» **Directions for this task**: Below are some records; output exactly the lines from the line with "Target: man with maroon beanie" to the line with "Target: slate roof", both ends kept, and nothing more.

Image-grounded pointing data
◇ ◇ ◇ ◇ ◇

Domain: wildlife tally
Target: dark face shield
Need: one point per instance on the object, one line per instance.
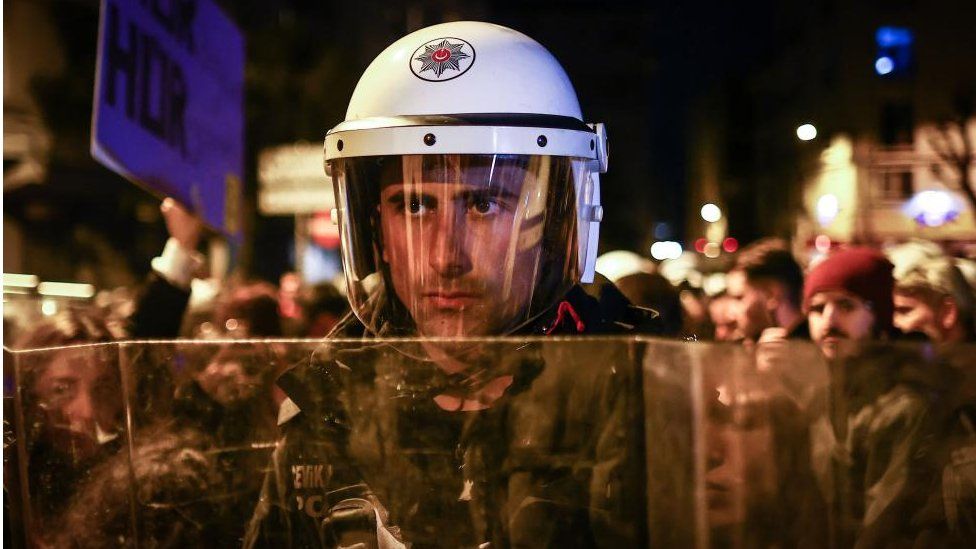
(457, 245)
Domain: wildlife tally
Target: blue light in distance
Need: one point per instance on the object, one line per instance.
(884, 65)
(892, 37)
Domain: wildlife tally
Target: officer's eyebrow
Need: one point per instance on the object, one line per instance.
(494, 192)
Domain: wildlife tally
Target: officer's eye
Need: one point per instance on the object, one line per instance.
(485, 206)
(414, 204)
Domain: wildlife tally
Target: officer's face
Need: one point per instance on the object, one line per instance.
(836, 317)
(458, 255)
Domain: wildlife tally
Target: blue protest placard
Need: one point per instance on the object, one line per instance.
(168, 110)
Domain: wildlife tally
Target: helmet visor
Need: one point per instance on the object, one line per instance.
(456, 245)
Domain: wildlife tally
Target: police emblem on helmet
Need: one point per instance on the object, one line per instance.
(442, 59)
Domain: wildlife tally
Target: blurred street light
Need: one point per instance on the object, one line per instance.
(827, 209)
(711, 213)
(806, 132)
(884, 65)
(666, 249)
(712, 250)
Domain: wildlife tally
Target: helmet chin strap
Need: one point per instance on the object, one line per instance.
(590, 212)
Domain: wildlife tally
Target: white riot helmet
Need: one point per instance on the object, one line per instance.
(466, 182)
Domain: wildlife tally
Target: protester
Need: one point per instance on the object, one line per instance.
(767, 282)
(848, 298)
(934, 299)
(721, 311)
(73, 407)
(452, 442)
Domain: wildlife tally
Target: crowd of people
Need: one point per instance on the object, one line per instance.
(836, 409)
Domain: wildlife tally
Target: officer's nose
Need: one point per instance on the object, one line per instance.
(448, 255)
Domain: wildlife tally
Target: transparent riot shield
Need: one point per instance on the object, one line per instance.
(510, 442)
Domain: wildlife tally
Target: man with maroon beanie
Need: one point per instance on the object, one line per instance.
(873, 421)
(848, 297)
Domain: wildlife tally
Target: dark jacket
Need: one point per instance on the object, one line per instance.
(554, 462)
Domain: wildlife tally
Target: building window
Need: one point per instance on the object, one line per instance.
(896, 55)
(897, 124)
(895, 184)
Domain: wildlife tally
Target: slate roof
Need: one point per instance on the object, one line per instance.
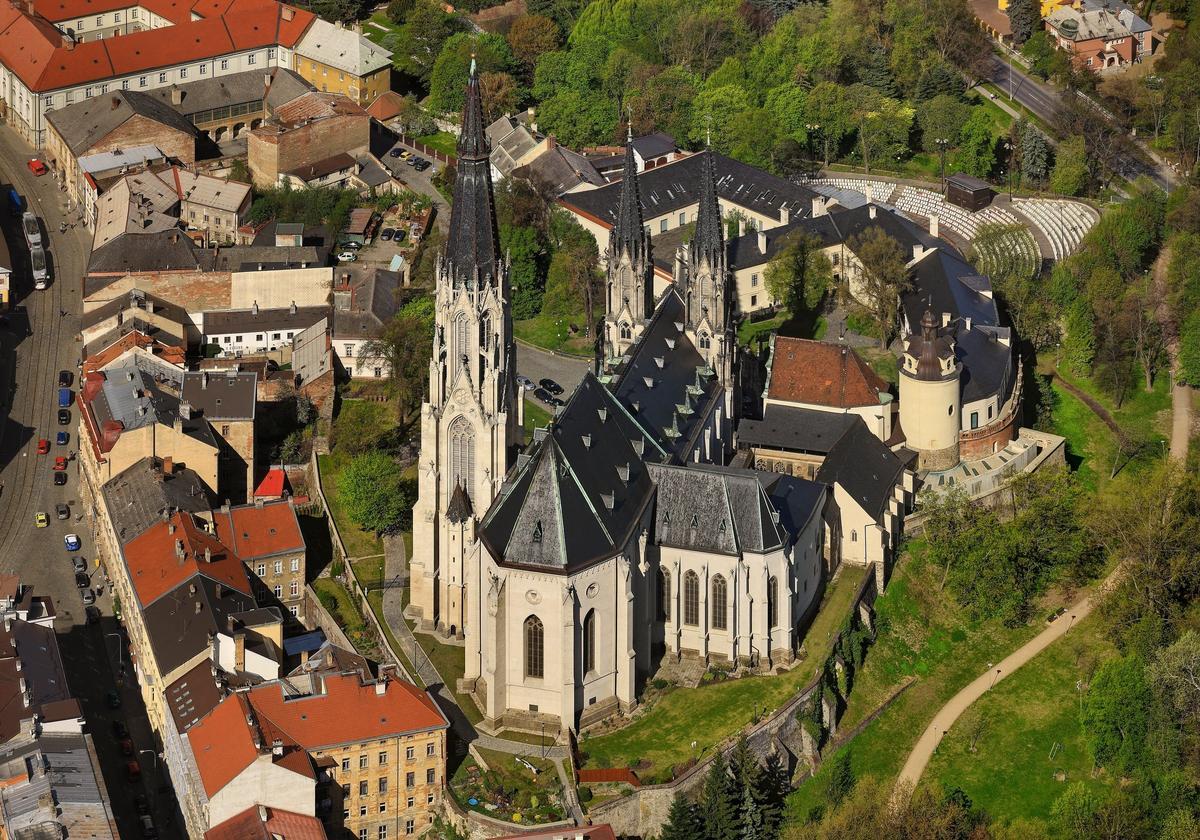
(85, 124)
(581, 493)
(796, 430)
(676, 185)
(864, 467)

◇ ◇ ◇ ◇ ◇

» **Exercise solution**:
Target: man with maroon beanie
Need: one point per instance on the object, one line per instance.
(873, 421)
(848, 297)
Domain: wildlife tally
Target: dark jacket
Need: one point per instance on the object, one line per instance.
(554, 462)
Domain: wildlife tally
Target: building window
Need: one point per instance on the object, one line per instance.
(896, 55)
(897, 124)
(895, 184)
Domain: wildlife tally
Target: slate roof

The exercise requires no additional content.